Please copy out all of the entries below, changing "put a point on each instance" to "mark each instance with a dot" everywhere it appears and leaving everything else unchanged. Omit the pictures from your copy.

· · · · · · ·

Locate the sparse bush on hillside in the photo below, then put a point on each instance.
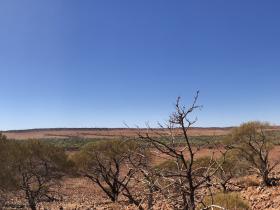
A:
(253, 145)
(111, 165)
(7, 178)
(38, 167)
(185, 174)
(231, 201)
(230, 167)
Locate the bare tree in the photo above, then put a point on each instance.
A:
(185, 180)
(112, 165)
(253, 143)
(38, 169)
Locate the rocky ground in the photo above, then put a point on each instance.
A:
(82, 194)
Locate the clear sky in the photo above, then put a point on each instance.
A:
(100, 63)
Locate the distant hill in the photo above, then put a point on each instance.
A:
(103, 133)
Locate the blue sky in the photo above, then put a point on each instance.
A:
(100, 63)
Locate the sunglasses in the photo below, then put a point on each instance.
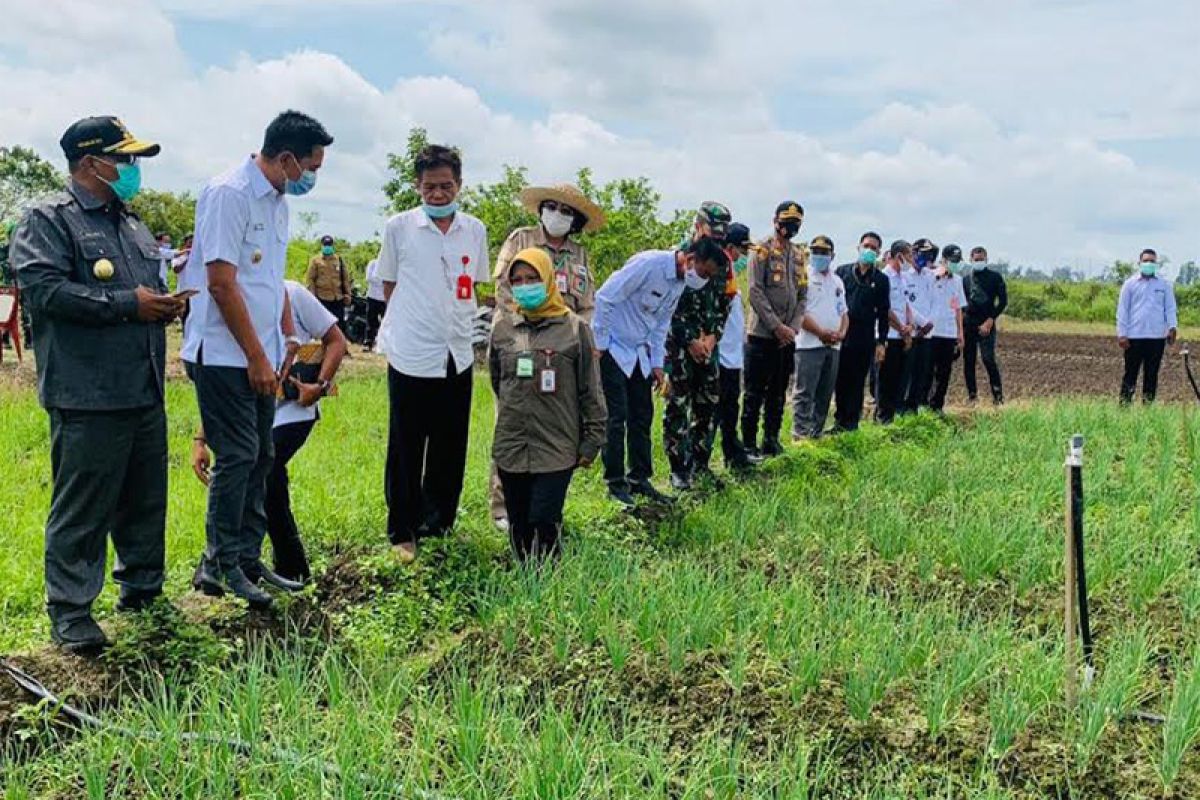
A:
(562, 208)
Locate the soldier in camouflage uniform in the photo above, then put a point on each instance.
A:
(691, 361)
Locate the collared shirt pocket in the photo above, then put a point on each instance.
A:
(103, 264)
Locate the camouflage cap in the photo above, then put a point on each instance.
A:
(717, 216)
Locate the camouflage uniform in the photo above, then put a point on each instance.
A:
(691, 408)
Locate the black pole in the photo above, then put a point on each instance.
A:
(1077, 507)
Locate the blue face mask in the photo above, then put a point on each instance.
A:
(531, 295)
(127, 184)
(441, 211)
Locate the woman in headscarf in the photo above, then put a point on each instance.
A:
(563, 212)
(550, 407)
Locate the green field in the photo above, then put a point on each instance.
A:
(879, 615)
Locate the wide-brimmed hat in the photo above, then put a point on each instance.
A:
(532, 197)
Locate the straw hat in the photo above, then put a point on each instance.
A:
(533, 196)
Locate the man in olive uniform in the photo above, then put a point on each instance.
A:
(691, 362)
(90, 272)
(778, 281)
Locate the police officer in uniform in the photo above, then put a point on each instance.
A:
(89, 270)
(693, 362)
(778, 281)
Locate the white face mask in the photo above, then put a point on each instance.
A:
(693, 280)
(556, 222)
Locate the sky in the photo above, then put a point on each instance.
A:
(1056, 132)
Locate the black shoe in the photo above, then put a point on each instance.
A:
(258, 573)
(81, 636)
(772, 447)
(137, 601)
(623, 497)
(238, 584)
(651, 493)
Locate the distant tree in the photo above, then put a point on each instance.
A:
(1119, 272)
(166, 212)
(401, 187)
(631, 206)
(498, 206)
(24, 179)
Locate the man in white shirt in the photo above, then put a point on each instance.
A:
(377, 304)
(822, 330)
(900, 331)
(946, 340)
(238, 340)
(633, 316)
(294, 419)
(432, 259)
(1146, 323)
(918, 372)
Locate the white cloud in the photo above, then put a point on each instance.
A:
(993, 137)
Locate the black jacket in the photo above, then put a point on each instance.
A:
(987, 294)
(93, 352)
(868, 304)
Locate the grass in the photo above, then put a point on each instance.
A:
(877, 615)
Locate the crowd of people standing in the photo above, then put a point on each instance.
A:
(574, 366)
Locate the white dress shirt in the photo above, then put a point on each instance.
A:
(240, 218)
(732, 347)
(898, 301)
(1146, 308)
(825, 302)
(948, 298)
(426, 322)
(312, 322)
(375, 283)
(919, 293)
(634, 310)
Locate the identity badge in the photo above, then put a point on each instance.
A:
(525, 365)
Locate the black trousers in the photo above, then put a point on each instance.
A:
(945, 353)
(427, 433)
(109, 479)
(729, 411)
(238, 426)
(918, 376)
(891, 382)
(534, 501)
(853, 366)
(975, 346)
(375, 317)
(281, 525)
(769, 366)
(630, 402)
(337, 308)
(1145, 356)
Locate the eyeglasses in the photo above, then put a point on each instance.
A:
(562, 208)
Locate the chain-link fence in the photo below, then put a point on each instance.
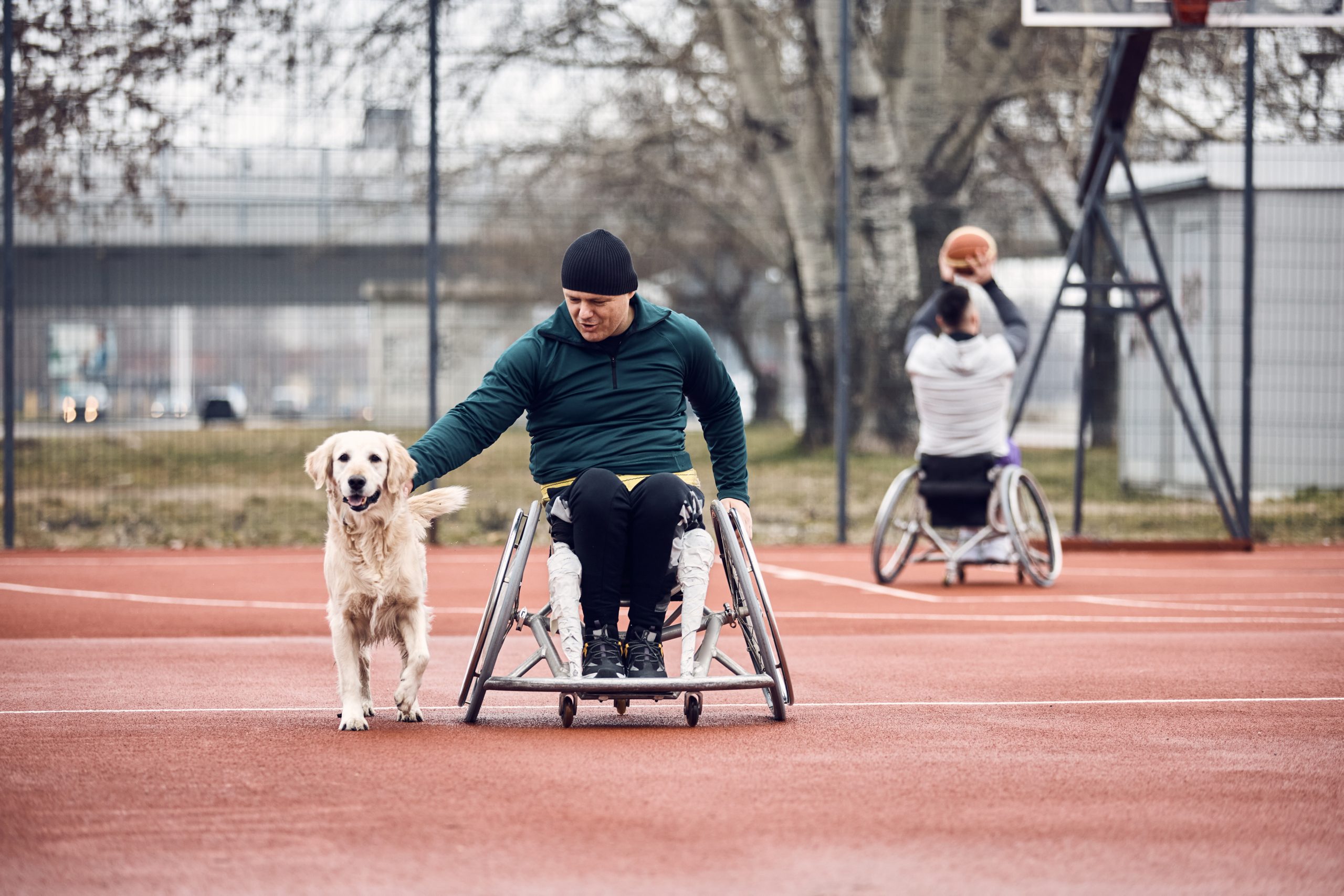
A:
(226, 262)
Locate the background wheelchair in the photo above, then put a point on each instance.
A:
(965, 492)
(749, 610)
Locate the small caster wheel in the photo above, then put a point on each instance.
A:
(568, 708)
(692, 708)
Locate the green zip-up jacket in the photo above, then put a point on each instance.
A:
(617, 405)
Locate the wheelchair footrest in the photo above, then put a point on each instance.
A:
(666, 695)
(628, 687)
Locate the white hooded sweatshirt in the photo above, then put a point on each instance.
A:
(963, 393)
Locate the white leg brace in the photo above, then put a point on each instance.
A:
(692, 571)
(565, 573)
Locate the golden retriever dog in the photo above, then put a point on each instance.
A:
(375, 565)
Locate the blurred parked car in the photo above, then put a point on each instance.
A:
(84, 402)
(222, 405)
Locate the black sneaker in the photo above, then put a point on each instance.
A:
(644, 655)
(603, 655)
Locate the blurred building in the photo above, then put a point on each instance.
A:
(1297, 318)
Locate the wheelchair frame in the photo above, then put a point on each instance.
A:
(749, 610)
(1042, 567)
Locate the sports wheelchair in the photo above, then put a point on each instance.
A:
(749, 610)
(965, 492)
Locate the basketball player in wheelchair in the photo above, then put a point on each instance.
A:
(604, 383)
(970, 473)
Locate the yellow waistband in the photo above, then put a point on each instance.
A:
(629, 481)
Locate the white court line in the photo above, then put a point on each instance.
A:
(786, 614)
(792, 574)
(1178, 605)
(800, 705)
(796, 575)
(187, 602)
(1229, 601)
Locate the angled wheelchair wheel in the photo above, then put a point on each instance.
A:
(483, 629)
(748, 609)
(505, 613)
(897, 529)
(749, 553)
(1031, 527)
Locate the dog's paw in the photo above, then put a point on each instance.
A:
(405, 699)
(353, 722)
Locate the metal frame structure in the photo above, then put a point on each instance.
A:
(1115, 108)
(750, 612)
(1042, 567)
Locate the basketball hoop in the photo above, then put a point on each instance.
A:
(1191, 14)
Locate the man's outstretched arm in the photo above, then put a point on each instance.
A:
(1015, 325)
(479, 419)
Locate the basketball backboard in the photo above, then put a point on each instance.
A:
(1156, 14)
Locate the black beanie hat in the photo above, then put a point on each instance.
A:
(598, 262)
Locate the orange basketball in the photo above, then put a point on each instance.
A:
(964, 244)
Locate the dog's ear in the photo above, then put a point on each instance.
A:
(401, 465)
(319, 462)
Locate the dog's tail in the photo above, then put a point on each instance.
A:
(437, 503)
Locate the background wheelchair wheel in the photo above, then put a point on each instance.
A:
(748, 609)
(505, 613)
(568, 708)
(692, 708)
(1031, 527)
(897, 527)
(483, 629)
(765, 605)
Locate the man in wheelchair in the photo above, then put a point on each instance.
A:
(963, 381)
(604, 383)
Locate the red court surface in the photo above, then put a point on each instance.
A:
(1153, 723)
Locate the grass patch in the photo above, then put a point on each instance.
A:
(236, 488)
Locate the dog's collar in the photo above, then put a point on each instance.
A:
(366, 504)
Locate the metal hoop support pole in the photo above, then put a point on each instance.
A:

· · · · · · ·

__Solution to the exercise__:
Locate the sparse bush on hillside in the photo below, then mark each instance with a dot.
A:
(253, 145)
(111, 165)
(7, 178)
(38, 167)
(185, 174)
(231, 201)
(230, 167)
Locate the bare tree in the photo above, then mark each instance with a dot.
A:
(185, 180)
(112, 165)
(253, 143)
(38, 169)
Locate the rocky ground in the photo above, then mark each instance with a dot.
A:
(82, 194)
Locate the clear sky in the photo above, then mark each instance with a dot.
A:
(100, 63)
Locate the distant hill in the photo above, then mark each instance with a dot.
A:
(103, 133)
Locate the blue sky in the photo above, then mark each instance with a dot.
A:
(100, 63)
Locate the sunglasses in the photo below, then mark each instance with a dot.
A:
(562, 208)
Locate the soldier in camouflage uniform in the photo above, then mark each instance with a dot.
A:
(691, 361)
Locate the collared shirt pocket in the photo above, then mark each instance with a dot.
A:
(103, 264)
Locate the camouflage cap in the photo above, then mark each instance with a dot.
A:
(717, 216)
Locate the camouflage uniform in the photo above, then mark each instance with a dot.
A:
(691, 408)
Locate the black pole in the photo above, then mark each instance with a dot.
A:
(1077, 507)
Locate the blue face mask in the photo above, then mark each instance with a dot.
A:
(531, 295)
(127, 184)
(441, 211)
Locate the woman in headscarf in the photo above, then mark each instance with a dot.
A:
(563, 212)
(550, 407)
Locate the green field in the photo above, then mark each instance with a dot.
A:
(879, 615)
Locate the wide-brimmed hat in the photo above, then mark each instance with a dot.
A:
(532, 197)
Locate the straw hat in the photo above, then mark each instance with a dot.
A:
(533, 196)
Locate the man in olive uniform in the photo above, then mark each instance with a dot.
A:
(691, 362)
(90, 272)
(778, 281)
Locate the police officer in uniform in the photo above, then mark each instance with a dot.
A:
(89, 270)
(693, 362)
(778, 281)
Locate the white face mask in the photo above, then mark each instance with a dot.
A:
(693, 280)
(556, 222)
Locate the sky in the photo above, then mark each instance with a dot.
A:
(1056, 132)
Locate the black shoe in the photo above, then mark each instance with a dot.
A:
(258, 573)
(81, 636)
(772, 447)
(137, 601)
(623, 497)
(238, 584)
(651, 493)
Locate the distant tree in the photo above, then mark each instance with a dot.
A:
(1119, 272)
(166, 212)
(401, 187)
(631, 206)
(498, 206)
(24, 179)
Locate the man in white shirt in the photo above, then mark each instance with a dot.
A:
(377, 304)
(822, 330)
(900, 331)
(946, 340)
(238, 340)
(633, 316)
(294, 419)
(432, 259)
(1146, 323)
(918, 372)
Locate the white cloud in the photo above, then mark each instance with a dot.
A:
(993, 137)
Locate the black jacket in the photo above, then mark each instance with a dot.
A:
(987, 294)
(93, 352)
(868, 304)
Locate the grass in the photo above, then mark each instance with a dot.
A:
(877, 615)
Locate the crowd of people standing in the photo above, then mark each instance with a dot.
A:
(574, 366)
Locate the white dress shirt in the photo above, then mark each instance with a dot.
A:
(240, 218)
(732, 347)
(898, 301)
(1146, 308)
(825, 302)
(948, 298)
(426, 322)
(312, 322)
(375, 283)
(919, 293)
(634, 310)
Locate the identity badge in the photo above, then mark each instance with a dot.
A:
(525, 365)
Locate the black trousers in the photo above, then mark each instance with a dot.
A:
(945, 353)
(427, 433)
(109, 479)
(729, 411)
(238, 426)
(918, 376)
(891, 382)
(534, 501)
(853, 366)
(975, 346)
(375, 317)
(281, 525)
(769, 366)
(630, 402)
(337, 308)
(1145, 356)
Locate the eyeglasses in the photo above, then mark each instance with a dot.
A:
(562, 208)
Locate the chain-link fence in the photo below, then mark each instance with a dot.
A:
(226, 262)
Locate the background wheelchair in the photo above, then mark each instance with a dot.
A:
(965, 492)
(749, 610)
Locate the small caster wheel in the photo above, then mark each instance with a dot.
A:
(568, 708)
(692, 708)
Locate the green zip-up jacket in the photo above, then mark each instance with a dot.
A:
(617, 405)
Locate the wheelchair footrest in the photo above, then mark each instance with a dot.
A:
(666, 695)
(628, 687)
Locate the white hooded sweatshirt in the photo above, then mark each instance with a dot.
A:
(963, 393)
Locate the white leg brace in the photo above, then mark each instance with a dot.
A:
(692, 571)
(565, 573)
Locate the golden retriever dog in the photo above, then mark each instance with a dot.
A:
(375, 565)
Locate the blurred parked car in the photo above, then mark each instance with a dot.
A:
(84, 402)
(222, 405)
Locate the black sneaker in the photo above, then mark each instance with a dot.
A:
(644, 655)
(603, 655)
Locate the blurred building in the photo above, then mark each instance with a dot.
A:
(1297, 318)
Locate the wheelchair frame in the photo above, then mark each instance with a dot.
A:
(749, 610)
(1042, 567)
Locate the sports wheelchair in the photo above, then mark each instance with a dot.
A:
(749, 610)
(965, 492)
Locate the basketball player in wheelchair in the photo above, then mark each instance with a dot.
A:
(604, 383)
(970, 473)
Locate the yellow waistband in the photo above, then mark each instance with a dot.
A:
(629, 481)
Locate the white court line in the photo above, then mark each instance with a dot.
A:
(786, 614)
(792, 574)
(1178, 605)
(800, 705)
(796, 575)
(187, 602)
(1229, 601)
Locate the angled wheelchair wheel in the photo above, then mark each instance with a dot.
A:
(483, 629)
(748, 609)
(505, 613)
(897, 529)
(749, 553)
(1031, 527)
Locate the dog's paw in the photo above, then mark each instance with a dot.
A:
(405, 699)
(353, 722)
Locate the metal frame structure in the photo above, then mark each instance with a dot.
A:
(1115, 108)
(750, 612)
(1042, 567)
Locate the basketball hoop in the photo above, then mark each instance with a dot.
A:
(1191, 14)
Locate the man's outstretched arm in the photo above, then mark each instance with a dot.
A:
(1015, 325)
(479, 419)
Locate the basketball backboard in the photo above, then mark each instance with a dot.
A:
(1156, 14)
Locate the black beanie hat in the photo above, then mark each instance with a dot.
A:
(598, 262)
Locate the orange basketball in the photo above, then mark each instance with a dot.
A:
(964, 244)
Locate the dog's ear in the photo above, then mark each instance with a dot.
A:
(401, 465)
(319, 462)
Locate the dog's tail in the photo above, then mark each instance with a dot.
A:
(437, 503)
Locate the background wheelchair wheel in the photo above, then mark each instance with a dot.
A:
(748, 609)
(505, 613)
(568, 708)
(692, 708)
(1031, 527)
(897, 527)
(483, 629)
(765, 605)
Locate the man in wheelchair in the photo above, then mark each instance with a dot.
A:
(963, 381)
(604, 383)
Locate the red court surface in the photo above, then mark each instance with a dot.
A:
(1153, 723)
Locate the grass patch in the photo above, then mark each instance with a dot.
A:
(236, 488)
Locate the dog's collar in the photo above, then mark each instance with a dot.
A:
(366, 504)
Locate the metal hoop support pole in the photo above, then mark each instance with a dot.
A:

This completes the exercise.